* The data
══════

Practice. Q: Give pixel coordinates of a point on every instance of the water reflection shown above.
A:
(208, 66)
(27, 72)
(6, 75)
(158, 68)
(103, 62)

══════

An exact transcript of all the records is the expected result.

* Response to this task
Practice. Q: Give pixel coordinates of a point on every instance of the water reflection shown above.
A:
(208, 66)
(27, 72)
(6, 75)
(158, 68)
(103, 62)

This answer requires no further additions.